• **DATA LISTING**:
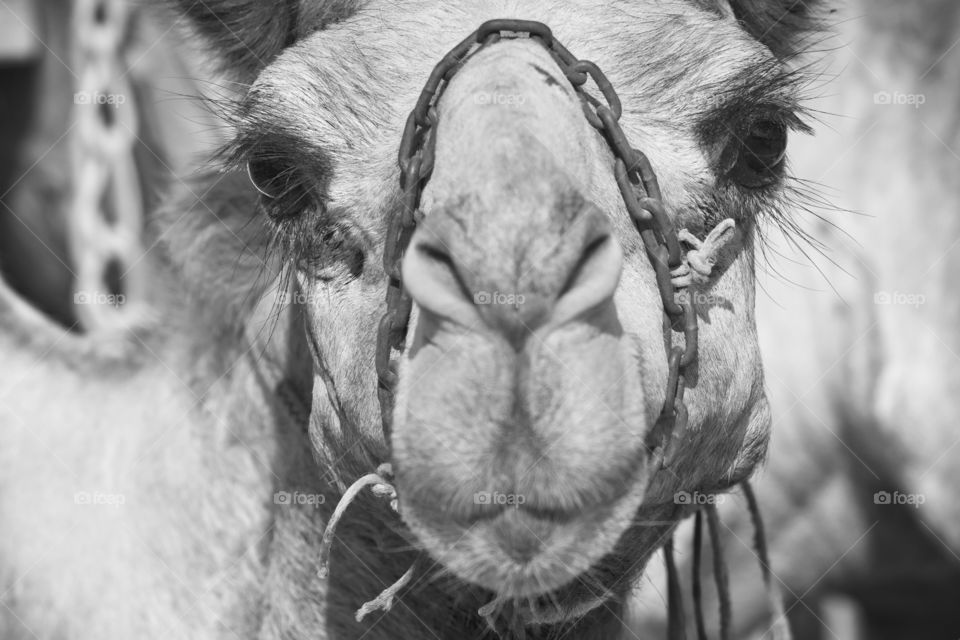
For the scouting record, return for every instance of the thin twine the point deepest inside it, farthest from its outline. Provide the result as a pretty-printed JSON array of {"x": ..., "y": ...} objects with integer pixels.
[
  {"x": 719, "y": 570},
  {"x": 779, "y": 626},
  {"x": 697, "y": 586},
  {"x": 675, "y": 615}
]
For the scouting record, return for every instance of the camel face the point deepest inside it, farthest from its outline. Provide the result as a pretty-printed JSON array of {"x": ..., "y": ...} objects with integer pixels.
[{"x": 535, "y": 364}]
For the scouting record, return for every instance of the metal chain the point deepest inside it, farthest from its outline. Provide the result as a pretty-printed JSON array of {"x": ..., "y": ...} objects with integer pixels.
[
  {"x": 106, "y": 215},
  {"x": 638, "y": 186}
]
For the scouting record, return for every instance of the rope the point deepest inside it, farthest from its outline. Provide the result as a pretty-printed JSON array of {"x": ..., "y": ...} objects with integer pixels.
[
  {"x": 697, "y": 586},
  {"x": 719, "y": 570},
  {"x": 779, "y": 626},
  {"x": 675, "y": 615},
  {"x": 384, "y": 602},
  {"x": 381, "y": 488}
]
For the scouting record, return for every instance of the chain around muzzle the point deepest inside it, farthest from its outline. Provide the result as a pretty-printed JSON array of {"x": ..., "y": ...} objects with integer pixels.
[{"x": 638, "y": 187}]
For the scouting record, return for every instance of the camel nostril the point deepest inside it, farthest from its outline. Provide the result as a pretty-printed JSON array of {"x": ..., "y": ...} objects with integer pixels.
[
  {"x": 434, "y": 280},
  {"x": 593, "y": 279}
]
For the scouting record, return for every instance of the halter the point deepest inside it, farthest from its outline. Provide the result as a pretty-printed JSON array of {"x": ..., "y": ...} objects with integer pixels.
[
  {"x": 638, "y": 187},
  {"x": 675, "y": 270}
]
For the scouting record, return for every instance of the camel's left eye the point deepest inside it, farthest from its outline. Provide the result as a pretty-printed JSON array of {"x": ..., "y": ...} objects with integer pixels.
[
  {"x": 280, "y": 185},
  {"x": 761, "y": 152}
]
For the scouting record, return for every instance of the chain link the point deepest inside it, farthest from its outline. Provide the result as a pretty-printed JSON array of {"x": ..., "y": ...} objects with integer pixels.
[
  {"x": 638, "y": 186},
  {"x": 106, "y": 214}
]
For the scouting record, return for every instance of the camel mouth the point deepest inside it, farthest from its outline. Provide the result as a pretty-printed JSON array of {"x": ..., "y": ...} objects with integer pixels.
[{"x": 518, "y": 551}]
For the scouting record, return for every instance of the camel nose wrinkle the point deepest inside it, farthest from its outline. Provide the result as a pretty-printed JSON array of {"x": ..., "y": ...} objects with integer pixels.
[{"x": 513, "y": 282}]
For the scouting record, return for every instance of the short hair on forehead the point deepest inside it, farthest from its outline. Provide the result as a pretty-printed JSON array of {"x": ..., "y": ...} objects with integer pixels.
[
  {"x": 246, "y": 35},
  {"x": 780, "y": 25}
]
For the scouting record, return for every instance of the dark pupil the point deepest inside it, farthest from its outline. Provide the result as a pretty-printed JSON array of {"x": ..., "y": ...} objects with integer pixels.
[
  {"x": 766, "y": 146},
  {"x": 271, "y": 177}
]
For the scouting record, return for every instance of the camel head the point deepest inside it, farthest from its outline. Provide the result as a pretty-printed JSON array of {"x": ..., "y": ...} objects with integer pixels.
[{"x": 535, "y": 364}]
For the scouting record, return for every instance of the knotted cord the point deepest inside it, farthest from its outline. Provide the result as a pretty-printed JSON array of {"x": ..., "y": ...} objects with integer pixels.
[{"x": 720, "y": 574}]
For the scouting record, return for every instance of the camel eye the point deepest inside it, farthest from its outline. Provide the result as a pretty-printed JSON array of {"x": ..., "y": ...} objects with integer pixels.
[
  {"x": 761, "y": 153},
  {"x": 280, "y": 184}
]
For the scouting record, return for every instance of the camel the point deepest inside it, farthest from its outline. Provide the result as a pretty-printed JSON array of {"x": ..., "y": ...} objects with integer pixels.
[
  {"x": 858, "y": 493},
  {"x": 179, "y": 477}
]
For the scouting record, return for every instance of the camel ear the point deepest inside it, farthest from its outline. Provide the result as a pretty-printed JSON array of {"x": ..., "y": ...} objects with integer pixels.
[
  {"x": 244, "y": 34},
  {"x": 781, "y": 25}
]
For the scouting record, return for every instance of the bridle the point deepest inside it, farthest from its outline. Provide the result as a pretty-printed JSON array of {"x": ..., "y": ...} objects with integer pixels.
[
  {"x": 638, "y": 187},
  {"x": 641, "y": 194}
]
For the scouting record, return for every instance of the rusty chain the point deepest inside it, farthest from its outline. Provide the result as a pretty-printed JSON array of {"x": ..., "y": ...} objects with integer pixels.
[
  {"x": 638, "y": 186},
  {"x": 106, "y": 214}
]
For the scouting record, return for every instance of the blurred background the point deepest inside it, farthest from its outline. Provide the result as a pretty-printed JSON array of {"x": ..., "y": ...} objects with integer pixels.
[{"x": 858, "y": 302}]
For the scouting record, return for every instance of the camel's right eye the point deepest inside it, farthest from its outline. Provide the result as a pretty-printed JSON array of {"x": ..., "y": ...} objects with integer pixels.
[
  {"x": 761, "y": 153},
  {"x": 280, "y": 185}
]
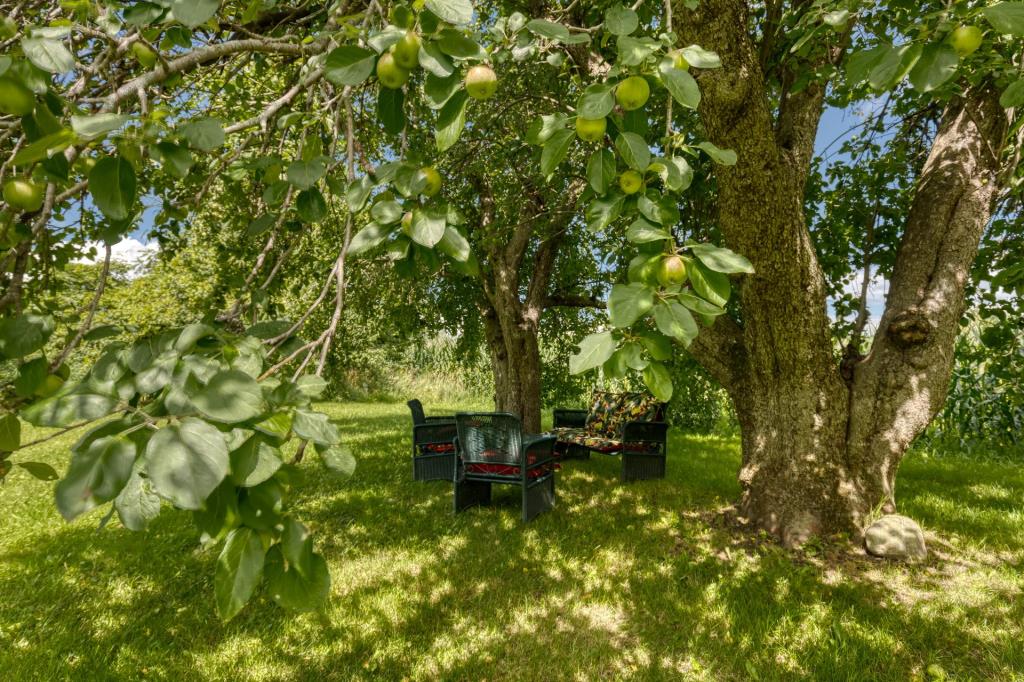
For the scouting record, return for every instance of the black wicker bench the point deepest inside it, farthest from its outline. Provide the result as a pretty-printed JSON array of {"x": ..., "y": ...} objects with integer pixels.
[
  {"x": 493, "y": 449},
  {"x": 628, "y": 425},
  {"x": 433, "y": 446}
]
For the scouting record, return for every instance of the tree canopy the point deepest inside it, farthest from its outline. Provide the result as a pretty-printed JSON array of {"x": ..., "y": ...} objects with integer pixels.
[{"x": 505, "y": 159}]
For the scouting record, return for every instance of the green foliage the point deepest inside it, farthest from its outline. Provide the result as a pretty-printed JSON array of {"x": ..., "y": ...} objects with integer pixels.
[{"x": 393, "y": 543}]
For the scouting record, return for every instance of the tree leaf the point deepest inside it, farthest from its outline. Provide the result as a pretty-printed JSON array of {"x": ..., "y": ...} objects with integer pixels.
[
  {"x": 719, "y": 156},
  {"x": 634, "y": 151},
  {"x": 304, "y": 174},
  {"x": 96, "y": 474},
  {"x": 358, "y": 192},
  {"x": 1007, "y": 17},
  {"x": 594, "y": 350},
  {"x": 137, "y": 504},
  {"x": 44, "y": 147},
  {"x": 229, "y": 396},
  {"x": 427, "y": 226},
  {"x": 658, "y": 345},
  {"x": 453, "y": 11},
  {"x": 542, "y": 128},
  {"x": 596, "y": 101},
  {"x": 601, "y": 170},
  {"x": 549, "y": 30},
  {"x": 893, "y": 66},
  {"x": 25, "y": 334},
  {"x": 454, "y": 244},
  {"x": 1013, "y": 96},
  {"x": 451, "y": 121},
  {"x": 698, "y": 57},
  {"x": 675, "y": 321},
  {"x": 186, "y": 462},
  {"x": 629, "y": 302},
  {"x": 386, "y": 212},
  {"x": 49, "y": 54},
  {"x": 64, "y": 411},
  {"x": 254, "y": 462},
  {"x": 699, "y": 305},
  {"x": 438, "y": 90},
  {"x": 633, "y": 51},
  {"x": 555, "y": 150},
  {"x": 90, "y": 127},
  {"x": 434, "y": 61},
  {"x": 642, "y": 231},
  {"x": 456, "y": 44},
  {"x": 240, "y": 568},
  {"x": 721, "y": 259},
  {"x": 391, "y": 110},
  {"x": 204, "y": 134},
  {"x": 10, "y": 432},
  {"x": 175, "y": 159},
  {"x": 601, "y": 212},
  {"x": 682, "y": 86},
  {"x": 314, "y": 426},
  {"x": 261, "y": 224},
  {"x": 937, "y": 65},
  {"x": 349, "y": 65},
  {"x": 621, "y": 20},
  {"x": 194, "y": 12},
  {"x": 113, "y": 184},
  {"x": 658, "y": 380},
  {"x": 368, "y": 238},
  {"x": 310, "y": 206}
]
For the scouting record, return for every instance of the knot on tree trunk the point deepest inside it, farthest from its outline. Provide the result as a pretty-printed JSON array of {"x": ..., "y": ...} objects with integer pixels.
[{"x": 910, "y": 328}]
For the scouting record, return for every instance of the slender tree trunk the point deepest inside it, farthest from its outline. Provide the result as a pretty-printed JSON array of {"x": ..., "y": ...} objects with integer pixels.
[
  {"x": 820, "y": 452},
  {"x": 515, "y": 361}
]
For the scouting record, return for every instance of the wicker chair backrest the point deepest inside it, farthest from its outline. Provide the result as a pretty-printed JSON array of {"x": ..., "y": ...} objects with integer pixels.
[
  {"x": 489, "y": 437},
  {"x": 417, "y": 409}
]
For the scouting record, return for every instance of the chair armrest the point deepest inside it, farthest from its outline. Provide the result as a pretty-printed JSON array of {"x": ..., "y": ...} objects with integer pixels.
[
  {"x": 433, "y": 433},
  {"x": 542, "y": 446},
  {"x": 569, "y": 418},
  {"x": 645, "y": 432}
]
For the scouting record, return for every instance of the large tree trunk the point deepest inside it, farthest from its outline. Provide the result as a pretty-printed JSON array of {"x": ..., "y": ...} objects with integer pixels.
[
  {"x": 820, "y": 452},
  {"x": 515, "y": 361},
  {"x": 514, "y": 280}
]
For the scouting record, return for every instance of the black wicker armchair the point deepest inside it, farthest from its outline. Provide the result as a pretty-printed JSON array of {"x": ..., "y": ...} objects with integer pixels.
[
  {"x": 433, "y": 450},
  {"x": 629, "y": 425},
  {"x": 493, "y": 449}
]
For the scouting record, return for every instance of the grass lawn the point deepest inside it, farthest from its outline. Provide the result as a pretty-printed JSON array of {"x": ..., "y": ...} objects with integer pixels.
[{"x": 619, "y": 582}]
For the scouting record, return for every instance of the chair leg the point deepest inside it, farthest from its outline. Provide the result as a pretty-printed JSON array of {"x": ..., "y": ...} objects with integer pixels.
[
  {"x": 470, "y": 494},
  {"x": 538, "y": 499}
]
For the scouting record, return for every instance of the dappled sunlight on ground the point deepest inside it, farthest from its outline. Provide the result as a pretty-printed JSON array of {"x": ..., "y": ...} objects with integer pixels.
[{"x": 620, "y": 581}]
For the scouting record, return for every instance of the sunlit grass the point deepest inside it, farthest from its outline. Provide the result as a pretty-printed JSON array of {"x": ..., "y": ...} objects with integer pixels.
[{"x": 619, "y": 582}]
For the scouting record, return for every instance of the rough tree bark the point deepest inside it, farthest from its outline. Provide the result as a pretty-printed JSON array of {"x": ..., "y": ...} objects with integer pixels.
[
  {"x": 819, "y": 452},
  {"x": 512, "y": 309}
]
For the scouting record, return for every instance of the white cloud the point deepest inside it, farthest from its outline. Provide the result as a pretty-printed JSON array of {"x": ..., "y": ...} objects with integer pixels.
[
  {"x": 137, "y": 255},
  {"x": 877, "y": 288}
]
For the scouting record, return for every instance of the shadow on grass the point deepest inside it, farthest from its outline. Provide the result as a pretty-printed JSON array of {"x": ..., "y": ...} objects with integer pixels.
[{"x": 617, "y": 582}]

• **WHAT TO PRODUCE**:
Exactly as written, give again every line from the one containing "black wicker armchair" through the last line of the material above, and no other lines.

• **SOLUTION TO THE EXERCISE**:
For the scouting record, return for every instance of the black wicker armchair the point deepest inside it, farthest from its outline. Provide the result as a pretty-printed JSON array of {"x": ..., "y": ...} objects with integer pixels.
[
  {"x": 433, "y": 450},
  {"x": 629, "y": 425},
  {"x": 493, "y": 449}
]
For the scouting record, return for every instance of the grass lawn the point deepest inside it, farthest from its outline. Provide the result as a pretty-printed JSON array of {"x": ..., "y": ...} objects with integer pixels.
[{"x": 619, "y": 582}]
For the scouting record, return for every instance of the chair leg the point deepest inside it, farthest from its outline. Provide the result as a pretty-printed JSON array of {"x": ..., "y": ...} objects with integer pixels.
[
  {"x": 470, "y": 494},
  {"x": 538, "y": 499}
]
For the scouting record, return for every instance of the dappled sunlight on ground the point deepest inside it, farthest from its outline. Provide the result as a pretty-printed JSON array of {"x": ..., "y": ...} objects with integer pixels.
[{"x": 620, "y": 581}]
For the scouting record, return for every instance of the sunlit grass the point deepest inside it, farthest from its outline. Provide the result as a pretty-printed JSON array of {"x": ..., "y": ...} objects with integer pixels.
[{"x": 619, "y": 582}]
For the scouting record, return for every instance of the rough tree bark the point deepest inside it, farthest from its outline. Provide the result as a pretty-printed JSON array of {"x": ..., "y": ...} objects with integer pixels.
[
  {"x": 819, "y": 452},
  {"x": 512, "y": 309}
]
For the scouting record, return for every instance of the white cloud the point deepest inside it, farthest from its outline. Provide the result as a pretty-printed JSON array of {"x": ..., "y": ...} objects with integer pixels.
[
  {"x": 137, "y": 255},
  {"x": 877, "y": 288}
]
For the scouting record, return for every instance of the shadow on grass the point deepest inside it, farthest from its outline. Provide the result as a pretty-printed JSON array of {"x": ..., "y": ...} objects with integer pixels.
[{"x": 617, "y": 582}]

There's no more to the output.